- **PROBLEM DESCRIPTION**
Continue the personal account of phone addiction, picking up right after its final sentence.

[Start of TEXT BLOCK]

When I got addicted to the phone, there were some changes in me. They were first noticed by my mother. These changes included my casual behaviour, a deteriorating attention span. I was no longer as attentive or focused on my studies. I began withdrawing from others, and my once extrovert self became a shadow of the person I used to be. When my mom expressed her concerns, I ignored her. That went on for about a year until I had enough. I thought about what to do. Everything good about my personality was gone; all I wanted to do all day was scroll through my phone all day. But then I remembered one little thing our principal, Mrs Manju Sharma, told us in an assembly when I first came to this school: mobile fasting one day of the week. I tried it but failed, as one day does not comprehend when six are lost.

So I made an impetuous decision to just quit altogether.

[End of TEXT BLOCK]
[Start of DATASET EXTRACT]

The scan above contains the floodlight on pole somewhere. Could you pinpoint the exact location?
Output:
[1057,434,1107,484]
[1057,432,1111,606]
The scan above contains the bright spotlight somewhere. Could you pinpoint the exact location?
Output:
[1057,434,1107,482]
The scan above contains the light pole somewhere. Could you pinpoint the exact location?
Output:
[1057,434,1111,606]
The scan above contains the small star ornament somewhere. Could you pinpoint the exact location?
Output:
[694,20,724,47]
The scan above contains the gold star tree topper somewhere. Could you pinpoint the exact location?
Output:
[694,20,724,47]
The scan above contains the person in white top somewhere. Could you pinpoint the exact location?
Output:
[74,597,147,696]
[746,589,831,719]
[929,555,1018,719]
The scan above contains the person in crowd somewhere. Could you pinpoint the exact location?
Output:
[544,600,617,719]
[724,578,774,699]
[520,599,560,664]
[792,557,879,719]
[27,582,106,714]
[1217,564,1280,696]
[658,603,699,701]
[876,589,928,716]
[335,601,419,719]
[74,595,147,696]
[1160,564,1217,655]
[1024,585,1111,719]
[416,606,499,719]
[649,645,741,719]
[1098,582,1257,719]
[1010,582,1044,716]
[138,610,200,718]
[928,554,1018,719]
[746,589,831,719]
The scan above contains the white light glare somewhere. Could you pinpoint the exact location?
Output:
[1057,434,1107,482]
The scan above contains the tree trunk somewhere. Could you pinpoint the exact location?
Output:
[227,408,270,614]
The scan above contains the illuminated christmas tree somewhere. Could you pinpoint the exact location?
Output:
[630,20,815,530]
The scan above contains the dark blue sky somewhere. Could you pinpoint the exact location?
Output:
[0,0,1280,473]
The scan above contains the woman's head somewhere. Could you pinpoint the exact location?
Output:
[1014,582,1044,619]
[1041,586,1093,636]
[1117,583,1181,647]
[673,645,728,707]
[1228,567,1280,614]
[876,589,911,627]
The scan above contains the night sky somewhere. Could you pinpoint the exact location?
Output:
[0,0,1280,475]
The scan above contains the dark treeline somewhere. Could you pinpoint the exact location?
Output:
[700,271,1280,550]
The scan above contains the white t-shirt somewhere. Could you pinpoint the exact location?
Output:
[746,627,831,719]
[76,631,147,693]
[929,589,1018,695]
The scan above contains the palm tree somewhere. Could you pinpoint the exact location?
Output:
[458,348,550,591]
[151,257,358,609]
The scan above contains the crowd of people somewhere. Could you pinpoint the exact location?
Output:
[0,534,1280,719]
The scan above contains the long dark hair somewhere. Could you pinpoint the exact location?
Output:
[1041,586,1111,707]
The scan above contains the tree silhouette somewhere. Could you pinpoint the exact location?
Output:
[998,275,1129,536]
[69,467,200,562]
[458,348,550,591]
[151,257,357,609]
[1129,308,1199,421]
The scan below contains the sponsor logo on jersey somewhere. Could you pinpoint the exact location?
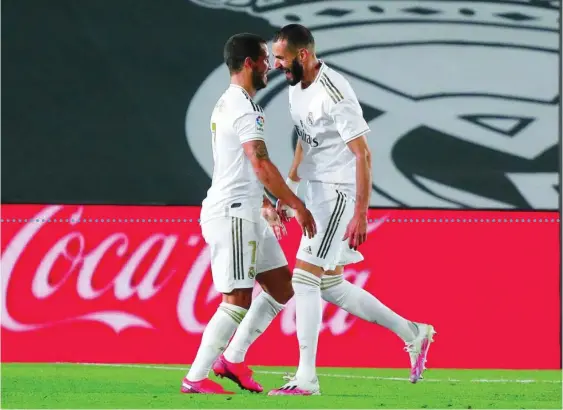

[End of DATASET EXTRACT]

- **ANSWER TO THE EXERCISE**
It was hard. The first day I could not get any school work done; I couldn’t collect my thoughts. My mother helped me to stay motivated. The second day went surprisingly smoothly, but as soon as the clock struck eight, I started to feel the urge inside me to just take my phone, sneak somewhere, and just watch one little short or listen to one little song or watch one little meme. But instead, my mother told me to write my feelings down, which helped a lot. From then on, whenever I felt the urge to pick up my phone, I just wrote my heart away, and that’s how I completed 21 days of no phone. Since then, I have used it only when necessary, like to complete my school work when I am absent. And now, the secret to leaving behind an addiction is to do it all at once—don't cut down, just stop. Once you are motivated to stop, just remember motivation is like a fire that will help start the engine, but that will not last you forever. After that fire is out, discipline is what keeps that car running, and luckily, I never gave up on that discipline.

But a year later, I have become just as addicted, but my mother broke my phone, so it's cool now.